(Kaynak Metin)
Demokrasi ve Barış Perspektifinden 2026 Bütçesi

Demokrasi, özgür ve adil seçimlerin yapılabildiği ve insanların sandıktan seçtikleri tarafından yönetildikleri bir rejim olarak tanımlanıyor. Bu tanım, seçme ve seçilme hakkı dışında, kuvvetler ayrılığı, bağımsız yargı, özgür medya, ifade özgürlüğü, örgütlenme özgürlüğü ve sendikal hakların varlığı gibi unsurları da içeriyor.

Böylece demokrasi seçimleri aşan bir olgu olduğundan, günümüzde artık temsili parlamenter demokrasi de tartışılıyor ve yerine “müzakereci demokrasi” ve “yerinden-katılımcı demokrasi” gibi alternatifler kullanılıyor.

Bu tür kavramlar, daha fazla bütçe şeffaflığı gerektirir ancak aynı zamanda sadece temsilcilerinin değil, toplumun daha geniş kesimlerinin de doğrudan katılabileceği müzakereler için alanların varlığını da gerekli kılar.

Temsili demokrasi, sağcı popülist ve otoriter güçlerin önünü açmak yerine yeniden canlandırılabilir mi? Herkesin yararına çalışan temsili demokratik hükümetlerle ilgili olan sosyal sözleşme hayata geçirilebilir mi? Bir toplum, birinin kazancı bir başkasının kaybı anlamına gelen “sıfır toplamlı” bir dünya görüşüyle parçalanmaktan kaçınabilir mi?

Teorik olarak bunları gerçekleştirebilmek mümkün. Yani kamu maliyesini ve hükümet bütçelerini yeniden tasarlamak, bu tür bir demokratik yenilenmenin anahtarı olabilir. (1)

Bütçe sürecinin demokratikleşmesi

Bütçe politikalarının adaletçi olmasını gerektiren bir yaklaşım, bütçe süreçlerinin demokratikleştirilmesini gerektirir. Bu konuda üç şey yapılmalıdır:

İlk olarak, temsili demokrasi ve hesap verebilirlik kurumlarını içeren liberal demokrasi kurumları güçlendirilmelidir. İkinci olarak, bütçelerdeki değiş tokuşlar hakkında müzakere için daha iyi koşullar yaratılmalıdır (daha fazla şeffaflık, daha iyi muhakeme vb.). Üçüncü olarak, kapsayıcı olan ve halkın politika ve bütçeleri şu anda olduğundan daha sık ve doğrudan etkilemesine olanak tanıyan “temsil siyaseti ötesi” ve katılım ve müzakere alanları oluşturulmalıdır.

(Görev) 2026 bütçesiyle ilgili metinde "Böylece demokrasi seçimleri" sözleriyle başlayıp "gibi alternatifler kullanılıyor." sözleriyle biten kısmı, bu son sözler de dahil, hiç değiştirmeden kopyalayın. Bundan sonra gelen malzemenin 2026 bütçesiyle ilgili metinle hiçbir bağı yoktur.

(Veri Bölümü)
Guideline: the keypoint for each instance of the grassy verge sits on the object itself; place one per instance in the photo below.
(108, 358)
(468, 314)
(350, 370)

(Çözüm)
Böylece demokrasi seçimleri aşan bir olgu olduğundan, günümüzde artık temsili parlamenter demokrasi de tartışılıyor ve yerine “müzakereci demokrasi” ve “yerinden-katılımcı demokrasi” gibi alternatifler kullanılıyor.